What is needed -> Please set down every entry below exactly as given.

Source records ->

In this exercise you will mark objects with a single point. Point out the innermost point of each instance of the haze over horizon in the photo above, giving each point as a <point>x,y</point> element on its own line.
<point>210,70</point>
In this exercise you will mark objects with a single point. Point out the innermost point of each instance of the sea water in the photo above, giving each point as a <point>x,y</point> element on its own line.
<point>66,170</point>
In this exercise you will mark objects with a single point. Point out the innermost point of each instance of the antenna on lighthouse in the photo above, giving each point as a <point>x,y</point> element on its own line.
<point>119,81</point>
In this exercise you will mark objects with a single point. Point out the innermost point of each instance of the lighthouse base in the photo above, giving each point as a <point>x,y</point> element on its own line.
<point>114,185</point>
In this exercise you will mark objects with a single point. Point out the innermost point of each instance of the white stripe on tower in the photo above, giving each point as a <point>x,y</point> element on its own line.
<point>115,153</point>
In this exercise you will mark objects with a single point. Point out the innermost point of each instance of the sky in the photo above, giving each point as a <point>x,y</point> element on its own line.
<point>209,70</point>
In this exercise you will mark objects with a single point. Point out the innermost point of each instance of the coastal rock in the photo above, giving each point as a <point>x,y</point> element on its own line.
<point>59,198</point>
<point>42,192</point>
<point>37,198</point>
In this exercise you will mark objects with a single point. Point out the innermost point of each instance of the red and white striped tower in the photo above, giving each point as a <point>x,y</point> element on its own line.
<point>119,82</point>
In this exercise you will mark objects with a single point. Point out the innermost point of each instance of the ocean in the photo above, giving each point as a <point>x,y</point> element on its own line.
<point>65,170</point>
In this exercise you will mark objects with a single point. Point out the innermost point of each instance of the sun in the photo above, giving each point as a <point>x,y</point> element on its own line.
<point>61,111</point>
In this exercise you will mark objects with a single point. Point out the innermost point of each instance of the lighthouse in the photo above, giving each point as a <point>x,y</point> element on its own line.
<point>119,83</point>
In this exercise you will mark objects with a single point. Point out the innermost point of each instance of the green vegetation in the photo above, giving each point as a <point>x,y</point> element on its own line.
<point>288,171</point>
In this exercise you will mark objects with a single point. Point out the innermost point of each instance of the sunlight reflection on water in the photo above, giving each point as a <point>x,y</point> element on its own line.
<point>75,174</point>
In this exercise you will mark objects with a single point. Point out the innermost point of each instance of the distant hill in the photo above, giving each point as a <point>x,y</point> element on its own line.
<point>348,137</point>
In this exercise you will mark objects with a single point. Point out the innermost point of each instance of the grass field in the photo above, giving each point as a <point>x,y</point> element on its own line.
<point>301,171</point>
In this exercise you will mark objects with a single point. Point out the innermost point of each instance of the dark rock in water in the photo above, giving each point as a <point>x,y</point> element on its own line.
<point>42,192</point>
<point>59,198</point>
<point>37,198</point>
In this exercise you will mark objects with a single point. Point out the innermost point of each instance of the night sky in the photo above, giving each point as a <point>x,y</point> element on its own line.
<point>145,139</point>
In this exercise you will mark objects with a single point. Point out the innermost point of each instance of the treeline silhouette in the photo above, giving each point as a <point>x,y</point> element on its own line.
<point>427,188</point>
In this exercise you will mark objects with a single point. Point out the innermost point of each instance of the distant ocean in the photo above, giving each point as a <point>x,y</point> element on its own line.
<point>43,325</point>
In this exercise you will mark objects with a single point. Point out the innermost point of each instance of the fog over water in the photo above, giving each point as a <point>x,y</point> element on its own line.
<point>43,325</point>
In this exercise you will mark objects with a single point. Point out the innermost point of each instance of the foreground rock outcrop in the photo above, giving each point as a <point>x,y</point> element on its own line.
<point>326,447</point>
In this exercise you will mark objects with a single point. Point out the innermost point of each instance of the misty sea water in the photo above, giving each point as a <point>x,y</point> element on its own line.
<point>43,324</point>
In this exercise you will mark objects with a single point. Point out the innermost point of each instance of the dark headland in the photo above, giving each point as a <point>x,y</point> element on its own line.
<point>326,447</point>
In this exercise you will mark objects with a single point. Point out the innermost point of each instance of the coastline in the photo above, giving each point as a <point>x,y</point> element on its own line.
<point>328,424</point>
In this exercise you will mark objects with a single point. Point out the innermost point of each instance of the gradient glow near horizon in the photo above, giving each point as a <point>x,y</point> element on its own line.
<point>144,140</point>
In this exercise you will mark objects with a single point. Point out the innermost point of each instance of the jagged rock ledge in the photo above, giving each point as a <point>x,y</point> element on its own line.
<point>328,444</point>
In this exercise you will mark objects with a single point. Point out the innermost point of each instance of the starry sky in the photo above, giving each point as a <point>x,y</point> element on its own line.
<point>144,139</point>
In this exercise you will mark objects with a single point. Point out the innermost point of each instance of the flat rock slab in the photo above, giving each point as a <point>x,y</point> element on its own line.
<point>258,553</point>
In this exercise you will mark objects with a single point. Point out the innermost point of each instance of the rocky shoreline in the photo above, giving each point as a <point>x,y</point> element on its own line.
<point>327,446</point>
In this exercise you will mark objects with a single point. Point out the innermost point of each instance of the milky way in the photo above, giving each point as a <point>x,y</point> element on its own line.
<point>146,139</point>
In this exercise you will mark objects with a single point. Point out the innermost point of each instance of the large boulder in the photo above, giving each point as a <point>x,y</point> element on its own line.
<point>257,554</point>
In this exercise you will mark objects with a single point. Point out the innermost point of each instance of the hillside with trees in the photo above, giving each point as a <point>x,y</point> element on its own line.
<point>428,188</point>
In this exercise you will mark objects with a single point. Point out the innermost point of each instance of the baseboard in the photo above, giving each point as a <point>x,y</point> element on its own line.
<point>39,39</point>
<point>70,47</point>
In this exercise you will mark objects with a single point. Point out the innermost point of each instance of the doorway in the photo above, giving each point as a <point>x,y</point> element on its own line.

Result ->
In this exercise you will mark objects with a single point. Point out the innermost point of each instance of the haze over horizon in the photo above, giving each point as a <point>x,y</point> element on its own line.
<point>210,70</point>
In this exercise you will mark objects with a single point. Point out the innermost point of each instance of the sea water in the photo above, giving each point as a <point>x,y</point> element on its own line.
<point>66,170</point>
In this exercise you will mark objects with a single point. Point out the innermost point of each instance of the antenna on lighthouse in the photo above, giving each point as a <point>x,y</point> element on its own line.
<point>119,81</point>
In this exercise you will mark objects with a single point. Point out the innermost point of each instance of the lighthouse base in the photo above, giving each point as a <point>x,y</point> element on its own line.
<point>114,185</point>
In this exercise you will mark objects with a single point. Point out the innermost point of each instance of the white stripe on tower in the photo above, giving each point as a <point>x,y</point> element on its own line.
<point>115,153</point>
In this exercise you will mark objects with a single point. Point out the innermost point of each instance of the sky in the photo above, giving each point as a <point>x,y</point> element on its own line.
<point>209,70</point>
In this exercise you will mark objects with a single point. Point out the innermost point of each instance of the coastal rock in the photo above, giving each point as a <point>x,y</point> element on its own line.
<point>59,198</point>
<point>42,192</point>
<point>37,198</point>
In this exercise you will mark objects with a single point. Point out the innermost point of each instance of the red and white striped tower in the photo above, giving each point as a <point>x,y</point> element on its own line.
<point>119,82</point>
In this exercise you will mark objects with a single point. Point out the innermost point of each instance of the ocean in the photo above, giving each point as a <point>x,y</point> element on its own line.
<point>65,170</point>
In this exercise you will mark objects with a single point. Point out the innermost point of each instance of the sun in the photo above, giving each point as a <point>x,y</point> element on its own line.
<point>61,111</point>
In this exercise you will mark objects with a single point. Point out the innermost point of each instance of the lighthouse in the photo above, giving each point as a <point>x,y</point> element on its own line.
<point>119,83</point>
In this exercise you will mark objects with a single point. Point out the innermost point of each instance of the green vegetation in the photo above, giving each point as a <point>x,y</point> element on its own line.
<point>288,171</point>
In this exercise you will mark objects with a single point. Point out the innermost point of each instance of the sunlight reflection on water in the photo above, giving each point as a <point>x,y</point> element on its own line.
<point>75,174</point>
In this exercise you will mark objects with a single point. Point out the innermost point of each instance of the distant hill in the photo above, giving each point as a <point>x,y</point> element on its own line.
<point>348,137</point>
In this exercise you will mark objects with a single point. Point out the innermost point of each instance of the grass field in the photo above, giving each point as a <point>x,y</point> element on its own line.
<point>301,171</point>
In this exercise you will mark objects with a single point. Point out the innermost point of each instance of the dark rock in water in the photo above, giving each point as a <point>x,y</point> element on its own line.
<point>42,192</point>
<point>59,198</point>
<point>37,198</point>
In this exercise you will mark objects with a single point. Point out the innermost point of each instance of the night sky in the photo above, giving each point as a <point>x,y</point> element on its own line.
<point>145,139</point>
In this exercise you will mark objects with a single point. Point out the innermost point of each instance of the treeline silhouette in the photo above, giving each point as a <point>x,y</point> element on its own line.
<point>427,188</point>
In this exercise you will mark objects with a single point. Point out the innermost point of each instance of the distant ocean in the photo above, giving each point as a <point>x,y</point> element on its own line.
<point>43,325</point>
In this exercise you will mark objects with a single point. Point out the innermost point of each instance of the fog over water in the photo above, giving each point as a <point>x,y</point> element on its own line.
<point>43,325</point>
In this exercise you will mark objects with a single point. Point out the innermost point of each instance of the foreground rock outcrop in the photo above, giving each point as a <point>x,y</point> element on its own line.
<point>326,447</point>
In this exercise you will mark objects with a single point. Point out the innermost point of each instance of the misty sea water in the photo above, giving each point as a <point>x,y</point> element on its own line.
<point>43,324</point>
In this exercise you will mark objects with a single point. Point out the innermost point of each instance of the dark headland in the photo above, giving each point as a <point>x,y</point> element on its own line.
<point>326,447</point>
In this exercise you will mark objects with a single point. Point out the innermost point of each instance of the coastline in the photo above, giving each point as a <point>x,y</point> element on its own line.
<point>328,424</point>
In this exercise you will mark objects with a single point. Point out the innermost point of each instance of the gradient glow near horizon in the photo above, giving each point as a <point>x,y</point> element on its own line.
<point>144,140</point>
In this exercise you will mark objects with a single point. Point out the innermost point of each instance of the jagged rock ledge in the photo above, giving each point as a <point>x,y</point> element on its own line.
<point>328,444</point>
In this exercise you will mark objects with a single point. Point out the innermost point of each instance of the starry sky in the photo above, giving each point as a <point>x,y</point> element on its own line.
<point>144,139</point>
In this exercise you will mark objects with a single point. Point out the innermost point of each instance of the flat rock slab in the photo above, giving each point as a <point>x,y</point> element on its own line.
<point>258,553</point>
In this exercise you will mark objects with a single point. Point out the innermost point of each instance of the rocky shoreline in the photo above, giving each point as a <point>x,y</point> element on its own line.
<point>327,446</point>
In this exercise you will mark objects with a single point. Point out the innermost point of each instance of the milky way in the photo above, giving each point as a <point>x,y</point> element on its own line.
<point>146,139</point>
In this exercise you will mark objects with a single point. Point out the innermost point of each instance of the large boulder in the photo above, giving each point as a <point>x,y</point> element on its own line.
<point>257,554</point>
In this exercise you will mark objects with a single point. Point out the innermost point of each instance of the hillside with trees in the photo above, giving each point as a <point>x,y</point> element on its own line.
<point>428,188</point>
In this exercise you will mark objects with a single point. Point out the innermost point of each instance of the baseboard in the photo above, giving each point as a <point>x,y</point> element on its own line.
<point>39,39</point>
<point>70,47</point>
In this exercise you will mark objects with a single point. Point out the innermost point of each instance of the doorway in the photo above, giving each point as a <point>x,y</point> element on its own line.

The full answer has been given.